◆ SOURCE EXTRACT
************
Common fairness signals include:
- per-tenant queue depth
- dominant resource usage across CPU, memory, GPU, and storage
- historical share versus configured share
- workload age
- starvation time
- reserved capacity or quota
- burst allowance and debt
For fraud-batch, fairness may mean the fraud tenant gets a defined share of the GPU pool, but cannot permanently block risk-api or every other tenant. For analyst notebooks, fairness may mean interactive sessions get quick small allocations but are capped so they do not consume the whole accelerator pool.
Fairness has to be measured against multiple resources. A tenant using little CPU but all of the GPUs may look small in one metric and dominant in another. This is why schedulers often reason about the scarcest or dominant resource, not only the number of tasks placed.
Priority Is A Policy Decision
Priority is the scheduler's answer to "who should wait when not everyone can run?" It should be explicit policy, not an accidental side effect of queue order.
Useful priority policies name:
- which workload classes can jump ahead
- whether priority is tenant-local or global
- how long lower-priority work may be delayed
- whether priority can trigger preemption
- who is allowed to assign high priority
- what operational evidence justifies the priority
For example, risk-api may have high priority because user-facing errors are immediately visible. fraud-batch may have medium priority because delay hurts analytics but does not break request serving. Analyst notebooks may have low priority with a small guaranteed slice for interactivity.
Priority becomes dangerous when it is too easy to set. If every team marks every job as critical, priority collapses into noise. If priority is too rigid, important background work can starve and create a future incident. A scheduler needs admission controls, quotas, and audit trails around priority assignment.
Preemption Is A Controlled Violation
Preemption means the scheduler evicts, suspends, or moves lower-priority work so higher-priority work can run. It is a powerful tool because it gives the control plane a way out when urgent work is blocked by existing allocations.
Preemption should be treated as a controlled violation of normal stability, not as a routine scheduling shortcut. A good preemption path asks:
1. Is the pending workload important enough to preempt?
2. Which running workloads are legal victims?
3. How much useful work would be lost?
4. Will preemption actually free the right resources and topology?
5. Are disruption budgets, grace periods, and ownership rules respected?
6. How is the victim requeued, rescheduled, or declared complete?
Imagine all healthy GPUs in eu-central-a are occupied by low-priority notebooks, while risk-api needs two replicas in that zone to recover an SLO violation. Preemption may be the right response. The scheduler can select notebook victims, ask the control plane to terminate them with a grace period, and bind risk-api once the GPU capacity is actually released.
************
◆ AVAILABLE DATA
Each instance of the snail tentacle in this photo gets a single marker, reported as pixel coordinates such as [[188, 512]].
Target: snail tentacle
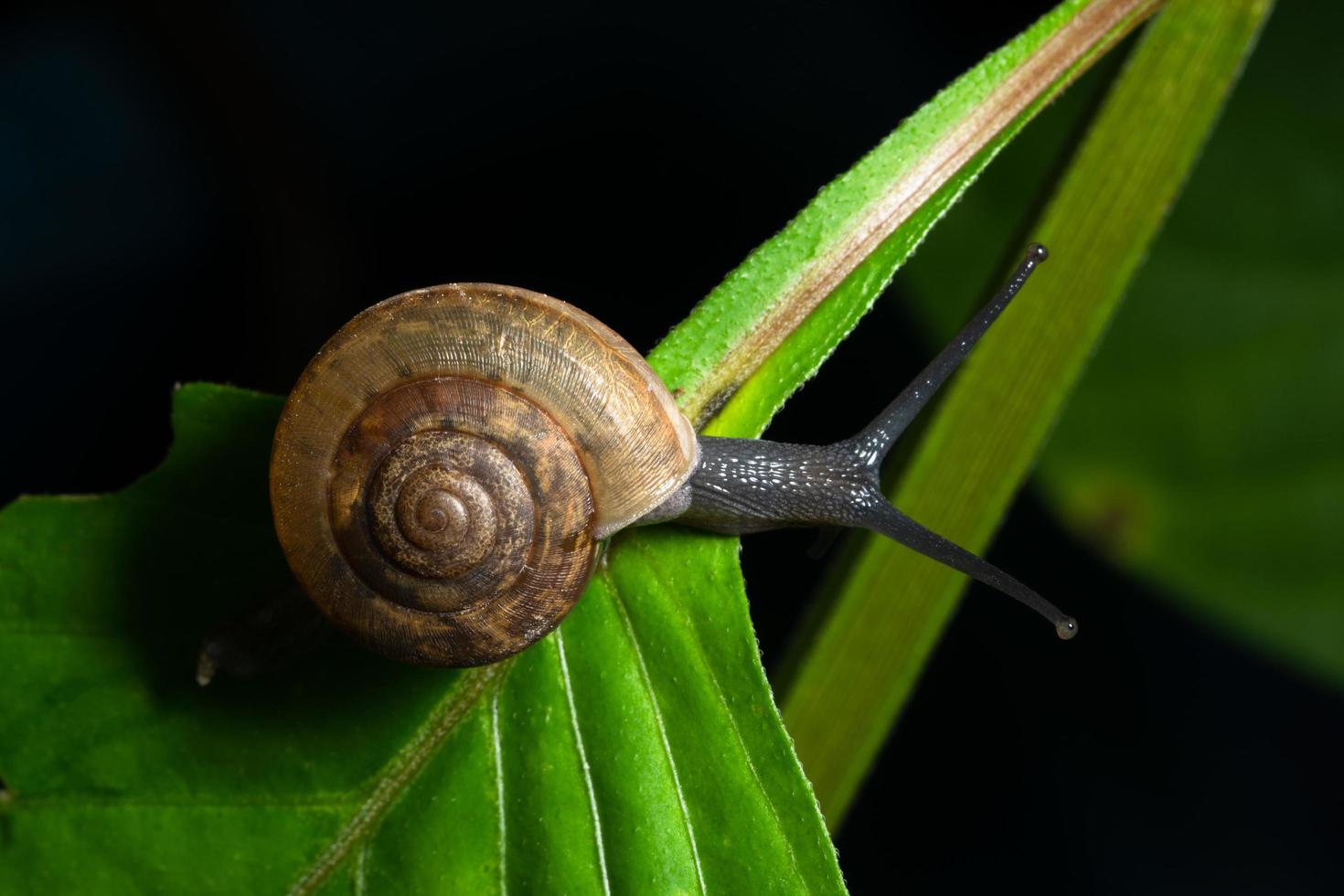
[[448, 463], [750, 485]]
************
◆ WRITTEN TASK 1
Transcribe the part of the scheduling text from "4. Will preemption" up to and including "or declared complete?".
◆ WRITTEN TASK 2
In the scheduling text, list the questions that a good preemption path asks.
◆ WRITTEN TASK 3
Take the scheduling text further, starting from where it stops.
The data has no connection to the scheduling text.

◆ FINAL RESULT 1
4. Will preemption actually free the right resources and topology?
5. Are disruption budgets, grace periods, and ownership rules respected?
6. How is the victim requeued, rescheduled, or declared complete?

◆ FINAL RESULT 2
1. Is the pending workload important enough to preempt?
2. Which running workloads are legal victims?
3. How much useful work would be lost?
4. Will preemption actually free the right resources and topology?
5. Are disruption budgets, grace periods, and ownership rules respected?
6. How is the victim requeued, rescheduled, or declared complete?

◆ FINAL RESULT 3
The binding and reconciliation lessons still apply. Preemption is not complete when the scheduler decides on a victim. It is complete only when ownership changes are committed, resources are released, and the high-priority binding is accepted. Otherwise the scheduler can count capacity that does not exist yet.
Backpressure Keeps The Queue Honest
Backpressure prevents the scheduler and control plane from accepting more work than they can reason about. Without it, overload creates misleading signals: queue age grows, retries pile up, caches lag, and users submit duplicates because nothing appears to happen.
Backpressure can appear at several points:
- admission rejects work that cannot fit policy or quota
- queues cap per-tenant pending work
- controllers slow retries with rate limits and jitter
- schedulers limit concurrent binding attempts
- APIs return explicit retry-after or blocked reasons
- autoscalers receive bounded demand instead of infinite panic
For fraud-batch, backpressure might say "accepted but pending on GPU quota" instead of letting the tenant submit thousands of identical workers. For notebooks, it might say "interactive GPU limit reached" and keep the queue short enough that users understand the delay. For risk-api, backpressure may reserve a protected lane so urgent repair work is not buried behind batch retries.
Backpressure is not failure. It is a control signal. A platform without backpressure often fails later and less clearly: the API slows down, controllers retry harder, scheduler state becomes stale, and every tenant sees unpredictable delay.
Worked Example: The GPU Rush
Consider this shared pool after a regional incident:
available GPUs: 12
risk-api needed: 4 high priority replicas
fraud-batch needed: 12 medium priority workers
notebooks needed: 30 low priority sessions
A naive scheduler might fill the pool with whichever queue it sees first. A better scheduler can apply layered policy:
1. Reserve enough capacity lane for high-priority risk-api repair.
2. Give fraud-batch a fair medium-priority share without letting it take all GPUs.
3. Admit only a bounded number of notebook sessions and queue the rest with reasons.
4. If risk-api cannot place because notebooks already occupy the topology it needs, preempt legal notebook victims.
5. Back off repeated fraud-batch retries while quota and capacity are unavailable.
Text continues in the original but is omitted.